- Task -
Repeat the whole listing exactly, leaving nothing out.
·····
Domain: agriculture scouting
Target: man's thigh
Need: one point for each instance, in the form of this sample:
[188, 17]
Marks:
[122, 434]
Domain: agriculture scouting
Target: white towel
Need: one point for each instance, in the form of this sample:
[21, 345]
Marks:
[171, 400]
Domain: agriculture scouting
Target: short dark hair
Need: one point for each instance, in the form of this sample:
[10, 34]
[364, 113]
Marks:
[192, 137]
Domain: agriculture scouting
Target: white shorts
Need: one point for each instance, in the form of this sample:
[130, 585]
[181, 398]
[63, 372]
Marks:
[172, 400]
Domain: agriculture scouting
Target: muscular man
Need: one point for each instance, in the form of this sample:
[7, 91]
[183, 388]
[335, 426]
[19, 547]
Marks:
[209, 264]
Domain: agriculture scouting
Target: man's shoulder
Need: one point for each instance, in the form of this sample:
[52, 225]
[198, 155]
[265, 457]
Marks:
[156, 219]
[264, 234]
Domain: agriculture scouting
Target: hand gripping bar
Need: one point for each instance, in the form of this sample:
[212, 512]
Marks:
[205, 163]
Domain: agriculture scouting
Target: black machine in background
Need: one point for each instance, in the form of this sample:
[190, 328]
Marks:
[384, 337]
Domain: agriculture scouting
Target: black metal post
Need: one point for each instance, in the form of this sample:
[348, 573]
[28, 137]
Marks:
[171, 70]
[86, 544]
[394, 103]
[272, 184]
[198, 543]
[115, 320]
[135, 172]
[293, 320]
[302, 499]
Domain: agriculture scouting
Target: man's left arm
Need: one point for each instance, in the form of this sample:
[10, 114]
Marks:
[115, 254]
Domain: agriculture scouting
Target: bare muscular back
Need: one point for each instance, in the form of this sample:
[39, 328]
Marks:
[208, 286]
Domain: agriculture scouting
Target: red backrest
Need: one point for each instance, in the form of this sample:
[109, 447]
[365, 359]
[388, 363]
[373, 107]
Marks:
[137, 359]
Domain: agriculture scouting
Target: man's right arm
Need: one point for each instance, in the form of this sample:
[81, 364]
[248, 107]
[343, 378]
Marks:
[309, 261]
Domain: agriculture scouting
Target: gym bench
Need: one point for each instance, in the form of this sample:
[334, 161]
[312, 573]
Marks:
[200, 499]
·····
- The answer -
Domain: agriculture scouting
Target: man's thigh
Need: one point for each instance, in the form of this sample:
[188, 17]
Marks:
[122, 434]
Domain: agriculture scouting
Target: white towel
Need: one point for each instance, in the form of this sample:
[21, 345]
Marks:
[171, 400]
Domain: agriculture scouting
Target: short dark hair
Need: one point for each instance, in the form of this sample:
[10, 34]
[364, 113]
Marks:
[192, 137]
Domain: agriculture scouting
Target: white shorts
Need: one point for each instance, in the form of this sample:
[130, 585]
[181, 398]
[63, 372]
Marks:
[172, 400]
Domain: agriculture scouting
Target: muscular man
Need: one point for each instance, in the form of this sample:
[7, 91]
[183, 388]
[335, 426]
[19, 547]
Marks:
[209, 264]
Domain: agriculture scouting
Target: man's shoulder
Need: one point for each instance, in the form of this sample:
[52, 225]
[198, 155]
[265, 457]
Marks:
[156, 219]
[264, 234]
Domain: agriculture scouting
Target: hand gripping bar
Need: one point for each instance, in the form of this sample:
[212, 512]
Marks:
[205, 163]
Domain: agriculture scouting
Target: black machine in background
Need: one point for each instance, in the form of this sample:
[190, 328]
Marks:
[384, 337]
Domain: agriculture scouting
Target: black metal post
Need: one point for each instance, in the form of this sample:
[348, 573]
[28, 137]
Marks:
[171, 70]
[86, 544]
[394, 103]
[272, 184]
[198, 543]
[115, 320]
[135, 172]
[293, 320]
[302, 499]
Domain: agriculture scouting
Target: man's left arm
Need: one point for each instance, in the form of this sample:
[10, 114]
Marks:
[115, 254]
Domain: agriculture scouting
Target: bare muscular back
Need: one point for each instance, in the form of this sample:
[39, 328]
Marks:
[208, 286]
Domain: agriculture scouting
Target: red backrest
Need: one point for each instance, in the form of this sample:
[109, 447]
[365, 359]
[388, 363]
[373, 107]
Marks:
[137, 359]
Domain: agriculture scouting
Target: man's right arm
Need: one point for each instance, in the form of this sample:
[81, 364]
[248, 107]
[343, 378]
Marks:
[309, 261]
Domain: agriculture scouting
Target: gym bench
Need: one point for each instance, in the form of this sample:
[334, 161]
[312, 573]
Marks:
[200, 499]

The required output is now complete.